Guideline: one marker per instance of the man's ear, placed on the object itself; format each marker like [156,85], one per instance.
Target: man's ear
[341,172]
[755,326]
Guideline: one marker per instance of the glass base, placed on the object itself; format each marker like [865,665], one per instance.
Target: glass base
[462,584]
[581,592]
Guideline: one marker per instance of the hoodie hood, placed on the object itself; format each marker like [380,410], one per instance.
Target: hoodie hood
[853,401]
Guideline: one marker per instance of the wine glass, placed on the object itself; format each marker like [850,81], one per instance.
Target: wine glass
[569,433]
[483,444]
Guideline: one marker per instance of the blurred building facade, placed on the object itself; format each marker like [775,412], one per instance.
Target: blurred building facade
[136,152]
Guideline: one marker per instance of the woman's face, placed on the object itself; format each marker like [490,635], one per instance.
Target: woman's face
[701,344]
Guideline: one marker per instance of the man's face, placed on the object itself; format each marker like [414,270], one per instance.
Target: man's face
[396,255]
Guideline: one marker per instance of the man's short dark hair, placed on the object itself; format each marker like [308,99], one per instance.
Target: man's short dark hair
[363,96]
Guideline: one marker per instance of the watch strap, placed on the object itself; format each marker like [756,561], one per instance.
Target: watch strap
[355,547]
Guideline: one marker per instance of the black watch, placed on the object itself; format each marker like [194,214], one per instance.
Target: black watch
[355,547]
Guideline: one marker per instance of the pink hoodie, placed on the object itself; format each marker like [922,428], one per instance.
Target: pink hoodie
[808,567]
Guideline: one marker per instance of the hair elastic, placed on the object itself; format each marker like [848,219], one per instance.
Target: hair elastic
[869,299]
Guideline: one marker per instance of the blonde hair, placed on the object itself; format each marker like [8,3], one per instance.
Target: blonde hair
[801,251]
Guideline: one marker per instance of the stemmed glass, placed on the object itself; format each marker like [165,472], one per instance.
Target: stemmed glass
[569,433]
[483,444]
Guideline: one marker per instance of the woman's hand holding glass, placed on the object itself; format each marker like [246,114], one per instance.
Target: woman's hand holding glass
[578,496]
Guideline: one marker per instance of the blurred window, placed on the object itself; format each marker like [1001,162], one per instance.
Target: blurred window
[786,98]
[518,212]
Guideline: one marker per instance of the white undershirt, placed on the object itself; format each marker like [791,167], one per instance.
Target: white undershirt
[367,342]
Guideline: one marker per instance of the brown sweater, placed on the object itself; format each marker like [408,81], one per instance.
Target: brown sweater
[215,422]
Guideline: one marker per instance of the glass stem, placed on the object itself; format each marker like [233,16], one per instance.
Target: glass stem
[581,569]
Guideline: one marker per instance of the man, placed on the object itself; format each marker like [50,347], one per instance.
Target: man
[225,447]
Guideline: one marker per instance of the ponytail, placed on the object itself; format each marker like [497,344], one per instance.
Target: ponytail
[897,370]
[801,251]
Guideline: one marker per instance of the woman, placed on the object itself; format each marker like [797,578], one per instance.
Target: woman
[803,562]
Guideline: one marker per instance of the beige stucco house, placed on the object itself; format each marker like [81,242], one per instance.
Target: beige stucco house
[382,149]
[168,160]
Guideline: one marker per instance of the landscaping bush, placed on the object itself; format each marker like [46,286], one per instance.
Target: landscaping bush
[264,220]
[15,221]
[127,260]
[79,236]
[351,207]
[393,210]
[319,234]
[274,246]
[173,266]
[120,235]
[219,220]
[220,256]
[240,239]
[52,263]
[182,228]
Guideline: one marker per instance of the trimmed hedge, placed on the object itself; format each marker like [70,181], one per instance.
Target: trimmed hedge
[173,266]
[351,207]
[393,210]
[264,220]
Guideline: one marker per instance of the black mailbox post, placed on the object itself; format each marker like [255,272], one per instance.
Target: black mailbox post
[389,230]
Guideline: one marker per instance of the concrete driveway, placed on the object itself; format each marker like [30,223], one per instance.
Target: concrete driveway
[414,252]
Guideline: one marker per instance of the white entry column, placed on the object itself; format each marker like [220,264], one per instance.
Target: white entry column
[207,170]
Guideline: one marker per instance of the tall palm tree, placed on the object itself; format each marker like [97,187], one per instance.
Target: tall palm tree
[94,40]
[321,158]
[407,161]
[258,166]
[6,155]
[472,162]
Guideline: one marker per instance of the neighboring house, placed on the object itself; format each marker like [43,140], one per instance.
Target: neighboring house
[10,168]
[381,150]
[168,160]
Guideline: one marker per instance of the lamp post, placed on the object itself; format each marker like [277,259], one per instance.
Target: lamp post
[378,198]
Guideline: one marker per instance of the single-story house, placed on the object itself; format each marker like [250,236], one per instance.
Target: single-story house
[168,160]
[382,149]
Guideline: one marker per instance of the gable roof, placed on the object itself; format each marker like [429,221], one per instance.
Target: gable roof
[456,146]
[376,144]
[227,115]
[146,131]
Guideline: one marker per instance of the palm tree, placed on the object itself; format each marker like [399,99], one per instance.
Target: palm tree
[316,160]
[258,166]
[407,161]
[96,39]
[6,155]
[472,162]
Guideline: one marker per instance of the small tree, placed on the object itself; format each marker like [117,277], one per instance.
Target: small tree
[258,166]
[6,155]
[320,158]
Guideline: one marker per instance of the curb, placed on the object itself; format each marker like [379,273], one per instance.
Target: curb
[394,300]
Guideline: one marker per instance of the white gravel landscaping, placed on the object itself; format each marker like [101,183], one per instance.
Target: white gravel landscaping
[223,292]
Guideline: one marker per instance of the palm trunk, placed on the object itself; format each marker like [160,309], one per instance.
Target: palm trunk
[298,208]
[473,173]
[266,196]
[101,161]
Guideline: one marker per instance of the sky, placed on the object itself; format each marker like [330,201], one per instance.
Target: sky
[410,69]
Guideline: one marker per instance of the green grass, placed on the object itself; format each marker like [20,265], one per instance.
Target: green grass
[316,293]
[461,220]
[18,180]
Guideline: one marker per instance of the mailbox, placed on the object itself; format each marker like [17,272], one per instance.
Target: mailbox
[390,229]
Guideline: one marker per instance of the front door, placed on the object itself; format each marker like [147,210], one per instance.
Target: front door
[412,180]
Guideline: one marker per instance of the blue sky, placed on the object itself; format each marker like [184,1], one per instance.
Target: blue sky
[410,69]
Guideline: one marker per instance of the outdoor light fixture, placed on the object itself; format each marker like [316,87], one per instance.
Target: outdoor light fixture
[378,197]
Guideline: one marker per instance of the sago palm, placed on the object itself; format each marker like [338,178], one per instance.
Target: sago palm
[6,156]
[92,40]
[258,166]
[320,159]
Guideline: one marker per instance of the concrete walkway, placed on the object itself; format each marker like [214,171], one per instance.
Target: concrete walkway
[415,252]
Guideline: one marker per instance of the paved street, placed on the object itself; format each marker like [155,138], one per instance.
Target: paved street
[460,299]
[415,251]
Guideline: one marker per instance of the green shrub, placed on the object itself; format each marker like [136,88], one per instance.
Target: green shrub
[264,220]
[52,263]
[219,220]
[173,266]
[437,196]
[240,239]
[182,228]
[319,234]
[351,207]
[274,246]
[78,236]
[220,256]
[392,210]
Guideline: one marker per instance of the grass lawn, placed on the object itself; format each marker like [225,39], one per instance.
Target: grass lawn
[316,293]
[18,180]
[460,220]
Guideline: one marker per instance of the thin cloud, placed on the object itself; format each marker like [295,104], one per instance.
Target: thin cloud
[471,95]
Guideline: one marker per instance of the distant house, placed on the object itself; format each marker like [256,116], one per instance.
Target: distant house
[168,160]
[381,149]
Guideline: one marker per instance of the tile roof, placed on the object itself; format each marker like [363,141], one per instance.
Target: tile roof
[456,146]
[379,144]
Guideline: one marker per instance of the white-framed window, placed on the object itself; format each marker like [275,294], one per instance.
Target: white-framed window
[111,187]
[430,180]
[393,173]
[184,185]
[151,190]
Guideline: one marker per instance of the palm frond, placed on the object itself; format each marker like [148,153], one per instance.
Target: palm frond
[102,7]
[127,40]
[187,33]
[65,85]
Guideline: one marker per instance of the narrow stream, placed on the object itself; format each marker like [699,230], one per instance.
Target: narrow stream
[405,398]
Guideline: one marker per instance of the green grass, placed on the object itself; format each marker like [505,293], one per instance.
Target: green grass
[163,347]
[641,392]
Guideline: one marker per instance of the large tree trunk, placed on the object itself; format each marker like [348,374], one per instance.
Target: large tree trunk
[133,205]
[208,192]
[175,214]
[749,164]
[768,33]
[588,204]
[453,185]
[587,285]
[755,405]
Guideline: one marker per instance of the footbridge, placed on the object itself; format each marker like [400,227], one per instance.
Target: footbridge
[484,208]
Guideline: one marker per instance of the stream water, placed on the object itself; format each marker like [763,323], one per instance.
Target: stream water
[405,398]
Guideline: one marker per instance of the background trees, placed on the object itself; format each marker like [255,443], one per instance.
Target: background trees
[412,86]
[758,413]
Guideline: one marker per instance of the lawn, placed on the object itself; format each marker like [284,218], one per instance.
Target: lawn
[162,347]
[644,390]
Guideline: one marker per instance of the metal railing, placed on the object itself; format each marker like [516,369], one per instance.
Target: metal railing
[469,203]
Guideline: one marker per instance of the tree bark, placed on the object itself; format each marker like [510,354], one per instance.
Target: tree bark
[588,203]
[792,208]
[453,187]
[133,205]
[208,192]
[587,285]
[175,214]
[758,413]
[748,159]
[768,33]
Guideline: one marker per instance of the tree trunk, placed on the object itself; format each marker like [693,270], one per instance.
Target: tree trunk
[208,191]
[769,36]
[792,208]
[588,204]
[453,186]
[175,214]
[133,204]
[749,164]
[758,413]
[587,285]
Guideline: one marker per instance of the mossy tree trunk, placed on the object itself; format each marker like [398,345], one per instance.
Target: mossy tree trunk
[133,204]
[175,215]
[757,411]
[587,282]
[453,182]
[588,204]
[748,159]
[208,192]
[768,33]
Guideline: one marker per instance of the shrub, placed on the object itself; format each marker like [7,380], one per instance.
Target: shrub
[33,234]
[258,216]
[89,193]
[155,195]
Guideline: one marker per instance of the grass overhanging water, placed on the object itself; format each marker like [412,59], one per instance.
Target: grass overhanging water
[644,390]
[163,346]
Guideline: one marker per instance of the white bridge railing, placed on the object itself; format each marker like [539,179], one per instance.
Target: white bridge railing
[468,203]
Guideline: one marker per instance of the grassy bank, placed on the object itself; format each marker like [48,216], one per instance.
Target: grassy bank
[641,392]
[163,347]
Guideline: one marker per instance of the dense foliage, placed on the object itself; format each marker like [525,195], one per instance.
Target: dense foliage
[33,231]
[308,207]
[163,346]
----------
* **Task prompt**: Starting at the line above that holds "Target: man's face" and ending at the line that holds "Guideline: one marker per instance of the pink", transcribe each line exactly and include no other lines.

* **Result for this task**:
Target: man's face
[396,255]
Guideline: one marker per instance of the man's short dark hair, placed on the object itself; format each marker like [308,99], one per instance.
Target: man's short dark hair
[363,96]
Guideline: one marker per instance of the watch strap, placed on the object itself; format each marker like [756,561], one per instance.
Target: watch strap
[355,547]
Guideline: one marker per instance of the black watch, placed on the object itself; format each marker like [194,214], one per instance.
Target: black watch
[355,547]
Guideline: one marker per instance of the pink hoodie, placed on the object itself; format each marker like [922,428], one per instance.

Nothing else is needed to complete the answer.